Athen als Ort für die Avantgarde: Ein schwabenfreies New York der 80er

Ein bisschen erinnert es an das New York der frühen 80er, oder jenes Berlin, das gerade vergeht: Wer sich in den Athener Stadtvierteln Kerameikos und Metaxourgeio herumtreibt, findet eine Welt, die nicht zuletzt durch die Krise Chancen für ein anderes Leben bietet.

Unweit des Hotel Stanley am Karaiskaki Square in Athen gibt es zwei sich aneinanderschmiegende Stadtviertel, Kerameikos und Metaxourgeio, die mich in eine ganz unerwartete Euphorie stürzten und auf die Idee brachten, allen jungen Künstlern Europas zu empfehlen, dorthin zu ziehen, denn hier gibt es alles das noch, was es sonst nirgends mehr gibt, nämlich Raum und Zeit.

----------

→ Schriftliche Aufgabe A
Bitte beantworte diese Fragen zum Text über Athen:
(i) An das New York welcher Zeit erinnert es laut dem ersten Absatz ein bisschen?
(ii) Unweit welches Hotels liegen die beiden Stadtviertel, und an welchem Platz steht es?
(iii) Welche beiden Dinge gibt es dort laut dem letzten Satz noch, die es sonst nirgends mehr gibt?

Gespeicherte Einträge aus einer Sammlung

----------

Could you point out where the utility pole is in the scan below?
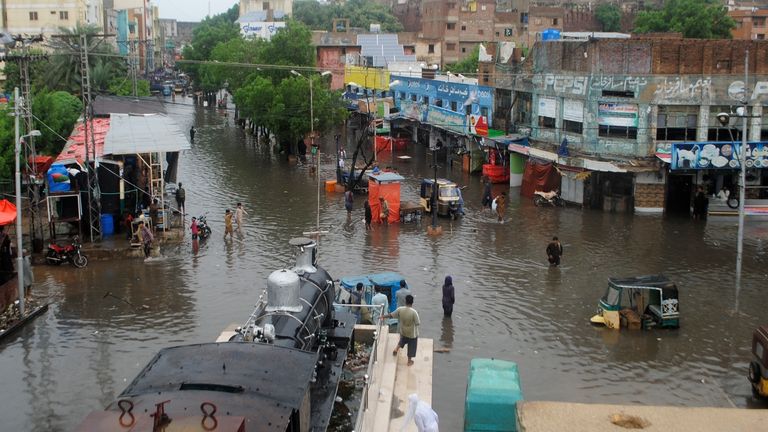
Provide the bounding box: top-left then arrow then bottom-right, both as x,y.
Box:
80,34 -> 101,242
6,35 -> 48,249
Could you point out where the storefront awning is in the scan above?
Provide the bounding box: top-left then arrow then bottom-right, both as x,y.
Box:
104,114 -> 191,155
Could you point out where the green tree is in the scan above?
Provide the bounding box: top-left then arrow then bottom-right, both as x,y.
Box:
32,91 -> 83,155
595,3 -> 621,32
0,104 -> 16,179
445,44 -> 480,74
634,0 -> 736,39
293,0 -> 403,33
42,25 -> 126,94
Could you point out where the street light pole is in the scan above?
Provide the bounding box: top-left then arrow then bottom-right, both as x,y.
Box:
736,49 -> 749,296
13,87 -> 24,318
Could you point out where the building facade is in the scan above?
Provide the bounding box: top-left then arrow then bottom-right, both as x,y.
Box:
0,0 -> 103,36
496,38 -> 768,212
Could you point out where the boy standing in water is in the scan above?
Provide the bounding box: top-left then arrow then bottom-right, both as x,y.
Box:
224,209 -> 234,238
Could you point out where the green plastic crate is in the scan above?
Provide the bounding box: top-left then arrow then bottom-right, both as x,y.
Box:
464,359 -> 523,432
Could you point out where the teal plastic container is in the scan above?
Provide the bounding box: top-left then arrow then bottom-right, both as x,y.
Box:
464,359 -> 523,432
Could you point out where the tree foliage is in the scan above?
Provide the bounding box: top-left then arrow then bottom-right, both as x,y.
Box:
293,0 -> 403,33
595,3 -> 621,32
32,91 -> 83,155
634,0 -> 736,39
445,45 -> 480,74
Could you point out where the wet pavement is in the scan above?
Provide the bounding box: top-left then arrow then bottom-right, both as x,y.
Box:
0,99 -> 768,431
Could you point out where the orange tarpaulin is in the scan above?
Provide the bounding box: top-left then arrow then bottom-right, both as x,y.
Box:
0,200 -> 16,225
368,172 -> 403,223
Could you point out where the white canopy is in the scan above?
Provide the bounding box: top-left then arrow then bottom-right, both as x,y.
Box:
104,114 -> 191,155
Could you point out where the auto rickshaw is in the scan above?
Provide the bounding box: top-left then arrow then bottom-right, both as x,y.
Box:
590,275 -> 680,330
747,325 -> 768,398
419,179 -> 459,218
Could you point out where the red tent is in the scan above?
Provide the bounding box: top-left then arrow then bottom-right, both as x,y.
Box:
0,200 -> 16,225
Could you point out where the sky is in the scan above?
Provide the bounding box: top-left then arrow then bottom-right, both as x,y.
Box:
153,0 -> 238,21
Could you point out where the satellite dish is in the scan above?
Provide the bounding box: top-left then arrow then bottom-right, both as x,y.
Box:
728,81 -> 747,102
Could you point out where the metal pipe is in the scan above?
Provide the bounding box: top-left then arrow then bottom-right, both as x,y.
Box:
13,87 -> 24,319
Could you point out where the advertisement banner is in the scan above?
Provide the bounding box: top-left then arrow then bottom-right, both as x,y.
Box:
597,103 -> 637,127
427,107 -> 467,133
240,21 -> 285,40
539,97 -> 557,118
563,99 -> 584,123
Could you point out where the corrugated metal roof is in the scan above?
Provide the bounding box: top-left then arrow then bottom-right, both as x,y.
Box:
104,114 -> 191,155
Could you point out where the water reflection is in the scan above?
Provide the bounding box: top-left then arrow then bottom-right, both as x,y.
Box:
0,99 -> 768,431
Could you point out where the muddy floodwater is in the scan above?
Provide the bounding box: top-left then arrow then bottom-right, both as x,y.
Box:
0,99 -> 768,431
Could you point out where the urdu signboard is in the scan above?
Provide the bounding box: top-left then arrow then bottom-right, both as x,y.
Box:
669,141 -> 768,170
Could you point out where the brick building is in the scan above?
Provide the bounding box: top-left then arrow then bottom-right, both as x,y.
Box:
495,38 -> 768,212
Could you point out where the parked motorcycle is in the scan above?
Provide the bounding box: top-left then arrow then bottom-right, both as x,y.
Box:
533,190 -> 565,207
197,216 -> 211,240
45,236 -> 88,268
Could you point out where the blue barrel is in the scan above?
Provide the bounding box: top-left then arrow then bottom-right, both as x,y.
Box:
101,214 -> 115,235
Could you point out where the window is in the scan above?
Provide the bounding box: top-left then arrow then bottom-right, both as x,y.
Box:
539,97 -> 557,129
597,102 -> 638,139
707,105 -> 741,141
656,105 -> 699,141
563,99 -> 584,135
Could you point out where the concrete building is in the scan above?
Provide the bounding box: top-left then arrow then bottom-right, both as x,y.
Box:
0,0 -> 103,36
496,38 -> 768,213
728,9 -> 768,40
420,0 -> 522,66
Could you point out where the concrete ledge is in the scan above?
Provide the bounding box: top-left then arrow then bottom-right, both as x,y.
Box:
517,402 -> 768,432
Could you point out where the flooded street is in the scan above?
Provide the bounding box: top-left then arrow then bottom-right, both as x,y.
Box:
0,100 -> 768,431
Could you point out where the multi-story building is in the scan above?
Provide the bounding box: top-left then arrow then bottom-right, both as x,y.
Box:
728,8 -> 768,40
420,0 -> 523,65
495,38 -> 768,212
0,0 -> 103,36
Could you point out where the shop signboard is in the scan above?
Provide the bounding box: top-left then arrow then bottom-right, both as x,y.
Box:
597,102 -> 637,127
427,107 -> 467,134
240,21 -> 285,40
563,99 -> 584,123
400,100 -> 427,122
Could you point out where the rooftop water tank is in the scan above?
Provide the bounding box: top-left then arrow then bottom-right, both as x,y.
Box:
541,29 -> 560,41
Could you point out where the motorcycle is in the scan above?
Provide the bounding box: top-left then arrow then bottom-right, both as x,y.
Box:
533,190 -> 565,207
45,236 -> 88,268
197,216 -> 211,240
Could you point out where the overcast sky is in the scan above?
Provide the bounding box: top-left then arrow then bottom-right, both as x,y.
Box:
154,0 -> 237,21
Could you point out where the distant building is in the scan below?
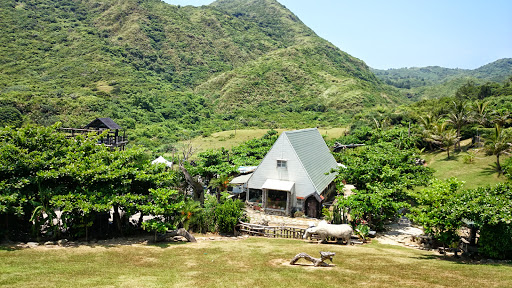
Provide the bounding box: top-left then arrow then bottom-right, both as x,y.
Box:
61,118 -> 128,150
238,128 -> 338,218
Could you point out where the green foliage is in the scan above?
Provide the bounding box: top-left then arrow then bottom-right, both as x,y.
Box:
478,223 -> 512,259
372,58 -> 512,100
0,0 -> 398,146
484,124 -> 512,173
0,125 -> 180,237
215,194 -> 244,233
409,178 -> 463,247
409,178 -> 512,259
335,133 -> 433,229
140,188 -> 185,233
354,224 -> 370,241
0,107 -> 23,127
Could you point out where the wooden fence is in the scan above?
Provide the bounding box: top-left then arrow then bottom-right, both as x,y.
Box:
239,222 -> 306,239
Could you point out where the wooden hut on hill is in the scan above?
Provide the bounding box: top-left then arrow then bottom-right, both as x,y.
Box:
61,118 -> 128,150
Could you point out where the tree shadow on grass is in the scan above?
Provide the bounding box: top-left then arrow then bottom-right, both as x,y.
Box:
147,241 -> 190,249
0,245 -> 21,252
439,153 -> 462,161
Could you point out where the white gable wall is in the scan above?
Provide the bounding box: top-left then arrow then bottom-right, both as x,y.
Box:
248,133 -> 316,206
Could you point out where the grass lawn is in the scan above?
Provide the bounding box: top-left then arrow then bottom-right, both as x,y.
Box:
177,128 -> 347,152
424,143 -> 507,189
0,238 -> 512,288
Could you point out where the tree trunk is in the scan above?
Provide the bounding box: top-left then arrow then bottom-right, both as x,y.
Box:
137,211 -> 144,228
180,164 -> 204,206
113,205 -> 123,234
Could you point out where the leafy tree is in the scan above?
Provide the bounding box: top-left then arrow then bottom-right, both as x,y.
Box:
447,101 -> 470,150
141,188 -> 185,241
0,106 -> 23,127
215,194 -> 244,233
484,124 -> 512,173
471,101 -> 491,127
335,142 -> 432,229
409,178 -> 463,247
427,121 -> 459,158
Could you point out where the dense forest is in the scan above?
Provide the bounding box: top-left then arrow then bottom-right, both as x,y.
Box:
0,0 -> 512,258
0,0 -> 399,149
372,58 -> 512,100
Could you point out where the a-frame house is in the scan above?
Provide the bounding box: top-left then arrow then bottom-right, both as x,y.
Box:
246,128 -> 338,217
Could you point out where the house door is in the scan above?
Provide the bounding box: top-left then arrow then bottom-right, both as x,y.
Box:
306,197 -> 320,218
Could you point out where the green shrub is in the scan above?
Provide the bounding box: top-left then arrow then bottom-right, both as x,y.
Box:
215,195 -> 244,233
478,223 -> 512,259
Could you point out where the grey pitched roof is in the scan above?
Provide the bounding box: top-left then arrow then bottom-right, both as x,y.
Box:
84,118 -> 122,130
284,128 -> 338,193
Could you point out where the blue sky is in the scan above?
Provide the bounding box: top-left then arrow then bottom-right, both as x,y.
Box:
164,0 -> 512,69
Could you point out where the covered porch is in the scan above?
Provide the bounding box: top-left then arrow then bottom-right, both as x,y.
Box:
262,179 -> 295,216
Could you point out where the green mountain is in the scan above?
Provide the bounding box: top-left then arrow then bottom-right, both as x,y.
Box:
371,58 -> 512,100
0,0 -> 401,146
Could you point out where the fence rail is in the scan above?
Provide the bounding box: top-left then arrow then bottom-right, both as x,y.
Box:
239,222 -> 306,239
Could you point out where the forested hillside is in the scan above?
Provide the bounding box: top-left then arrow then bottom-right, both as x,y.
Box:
0,0 -> 400,147
372,58 -> 512,100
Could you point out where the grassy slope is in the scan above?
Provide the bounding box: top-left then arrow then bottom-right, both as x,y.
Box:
372,58 -> 512,100
424,145 -> 507,189
0,0 -> 399,145
181,128 -> 347,152
0,238 -> 512,288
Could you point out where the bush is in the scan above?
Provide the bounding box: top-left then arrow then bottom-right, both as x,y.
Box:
215,195 -> 244,233
478,223 -> 512,259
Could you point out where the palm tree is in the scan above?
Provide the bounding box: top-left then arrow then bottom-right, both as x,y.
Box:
472,100 -> 491,127
427,121 -> 459,158
420,113 -> 439,150
447,101 -> 470,150
492,109 -> 512,127
484,124 -> 512,173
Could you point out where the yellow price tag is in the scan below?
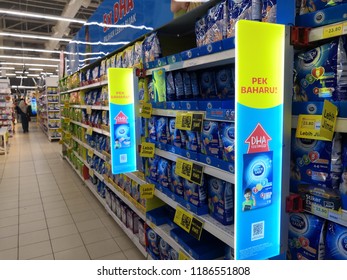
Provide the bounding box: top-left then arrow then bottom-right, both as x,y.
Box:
140,142 -> 155,158
174,206 -> 193,233
323,23 -> 343,39
320,100 -> 338,141
175,112 -> 204,132
140,103 -> 152,119
89,167 -> 94,177
178,250 -> 191,261
175,158 -> 193,180
140,184 -> 155,198
86,105 -> 92,115
295,115 -> 325,140
88,149 -> 94,157
87,126 -> 93,135
175,112 -> 193,130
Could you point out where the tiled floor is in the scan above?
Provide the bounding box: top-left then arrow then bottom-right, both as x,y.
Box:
0,123 -> 144,260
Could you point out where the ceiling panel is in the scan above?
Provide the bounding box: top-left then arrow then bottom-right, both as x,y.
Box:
0,0 -> 102,92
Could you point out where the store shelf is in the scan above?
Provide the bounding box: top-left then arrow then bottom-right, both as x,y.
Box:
105,205 -> 147,258
104,181 -> 146,221
70,120 -> 110,136
146,49 -> 235,75
292,116 -> 347,133
308,21 -> 347,42
147,221 -> 194,260
154,189 -> 234,247
60,80 -> 108,94
155,149 -> 235,184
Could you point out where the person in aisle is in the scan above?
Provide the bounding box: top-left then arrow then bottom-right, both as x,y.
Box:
17,98 -> 29,133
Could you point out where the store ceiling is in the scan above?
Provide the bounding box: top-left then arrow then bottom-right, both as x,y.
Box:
0,0 -> 103,93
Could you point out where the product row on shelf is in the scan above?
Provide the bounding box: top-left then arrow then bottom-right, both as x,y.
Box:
38,86 -> 61,141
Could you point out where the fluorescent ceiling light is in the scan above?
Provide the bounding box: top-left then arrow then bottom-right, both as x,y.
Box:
11,86 -> 36,89
0,9 -> 86,24
0,55 -> 60,62
1,62 -> 58,68
0,66 -> 15,70
0,32 -> 71,42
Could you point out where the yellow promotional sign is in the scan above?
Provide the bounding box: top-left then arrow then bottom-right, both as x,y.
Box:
174,206 -> 193,233
140,142 -> 155,158
235,21 -> 285,109
295,115 -> 325,140
140,184 -> 155,198
140,103 -> 152,119
320,100 -> 338,141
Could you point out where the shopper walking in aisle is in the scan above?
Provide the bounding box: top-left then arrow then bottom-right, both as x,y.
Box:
17,99 -> 29,133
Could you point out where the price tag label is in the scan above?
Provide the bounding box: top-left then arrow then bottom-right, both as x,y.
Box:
175,158 -> 204,185
140,184 -> 155,198
178,250 -> 190,261
86,105 -> 92,115
89,167 -> 94,177
87,126 -> 93,135
320,100 -> 338,141
323,23 -> 343,39
174,206 -> 204,240
88,149 -> 94,157
140,103 -> 152,119
175,112 -> 204,132
295,115 -> 324,140
140,142 -> 155,158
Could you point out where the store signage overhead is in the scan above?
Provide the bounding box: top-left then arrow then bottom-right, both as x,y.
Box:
108,68 -> 136,174
234,20 -> 285,260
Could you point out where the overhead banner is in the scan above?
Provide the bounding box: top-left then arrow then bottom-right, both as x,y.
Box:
67,0 -> 173,74
234,20 -> 285,260
108,68 -> 136,174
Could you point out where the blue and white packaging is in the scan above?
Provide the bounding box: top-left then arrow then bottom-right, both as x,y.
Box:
146,227 -> 161,259
157,158 -> 171,188
170,162 -> 184,197
287,213 -> 325,260
290,130 -> 342,189
215,67 -> 235,99
185,130 -> 200,152
201,120 -> 222,159
148,117 -> 157,142
207,176 -> 234,225
325,222 -> 347,260
293,36 -> 347,101
169,118 -> 182,148
199,70 -> 217,99
183,179 -> 207,207
155,117 -> 169,144
242,151 -> 273,211
219,122 -> 235,162
166,72 -> 176,101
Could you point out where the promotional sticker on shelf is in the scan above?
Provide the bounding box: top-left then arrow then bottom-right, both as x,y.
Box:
234,20 -> 285,260
108,68 -> 136,174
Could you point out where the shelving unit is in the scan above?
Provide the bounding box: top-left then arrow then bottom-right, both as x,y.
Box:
0,79 -> 14,137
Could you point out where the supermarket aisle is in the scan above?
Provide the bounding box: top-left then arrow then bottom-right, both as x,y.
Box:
0,123 -> 144,260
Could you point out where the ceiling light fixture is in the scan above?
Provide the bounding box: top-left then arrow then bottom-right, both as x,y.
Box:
1,62 -> 58,68
0,9 -> 86,24
0,55 -> 60,62
0,32 -> 71,43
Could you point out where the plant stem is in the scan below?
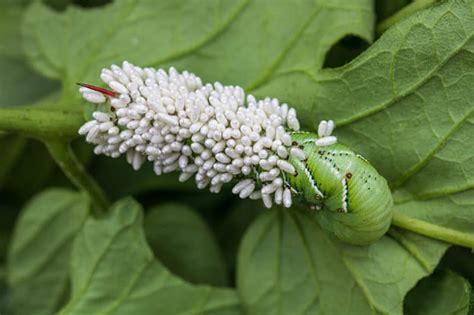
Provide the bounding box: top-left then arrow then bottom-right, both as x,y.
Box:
45,139 -> 110,215
392,211 -> 474,248
0,107 -> 84,139
375,0 -> 439,36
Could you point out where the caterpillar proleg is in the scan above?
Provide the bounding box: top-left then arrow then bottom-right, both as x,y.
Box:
79,61 -> 392,244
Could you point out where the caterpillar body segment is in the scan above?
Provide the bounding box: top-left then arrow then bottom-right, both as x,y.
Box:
287,133 -> 393,245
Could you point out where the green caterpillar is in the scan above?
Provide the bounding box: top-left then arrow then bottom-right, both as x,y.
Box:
286,132 -> 393,245
78,61 -> 393,244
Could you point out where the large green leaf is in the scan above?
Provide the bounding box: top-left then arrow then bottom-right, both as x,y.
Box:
0,0 -> 57,107
60,199 -> 240,315
8,189 -> 89,315
405,270 -> 472,315
237,209 -> 447,315
145,203 -> 228,286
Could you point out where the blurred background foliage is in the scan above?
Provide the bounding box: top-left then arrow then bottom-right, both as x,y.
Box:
0,0 -> 474,314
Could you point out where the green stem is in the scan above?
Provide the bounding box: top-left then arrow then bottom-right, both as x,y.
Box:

----------

→ Schriftliche Aufgabe B
Kannst du aus den Einträgen die Zeilen zwischen der Zeile mit „Could you point out where the green shrub“ und der Zeile mit „262,179 -> 295,216“ unverändert abschreiben, beide Zeilen eingeschlossen?

→ Antwort A
(i) An das New York der frühen 80er.
(ii) Unweit des Hotel Stanley am Karaiskaki Square.
(iii) Raum und Zeit.

→ Antwort B
Could you point out where the green shrub is in the scan above?
Provide the bounding box: top-left then arrow then bottom-right, both as x,y.
Box:
215,195 -> 244,233
478,223 -> 512,259
Could you point out where the grey pitched roof is in the scan above?
Provide the bounding box: top-left then arrow then bottom-right, both as x,y.
Box:
84,118 -> 122,130
284,128 -> 338,193
Could you point out where the blue sky is in the scan above?
Provide the bounding box: top-left then arrow then bottom-right, both as x,y.
Box:
164,0 -> 512,69
Could you point out where the covered porch is in the scan above?
Provide the bounding box: top-left then arrow then bottom-right, both as x,y.
Box:
262,179 -> 295,216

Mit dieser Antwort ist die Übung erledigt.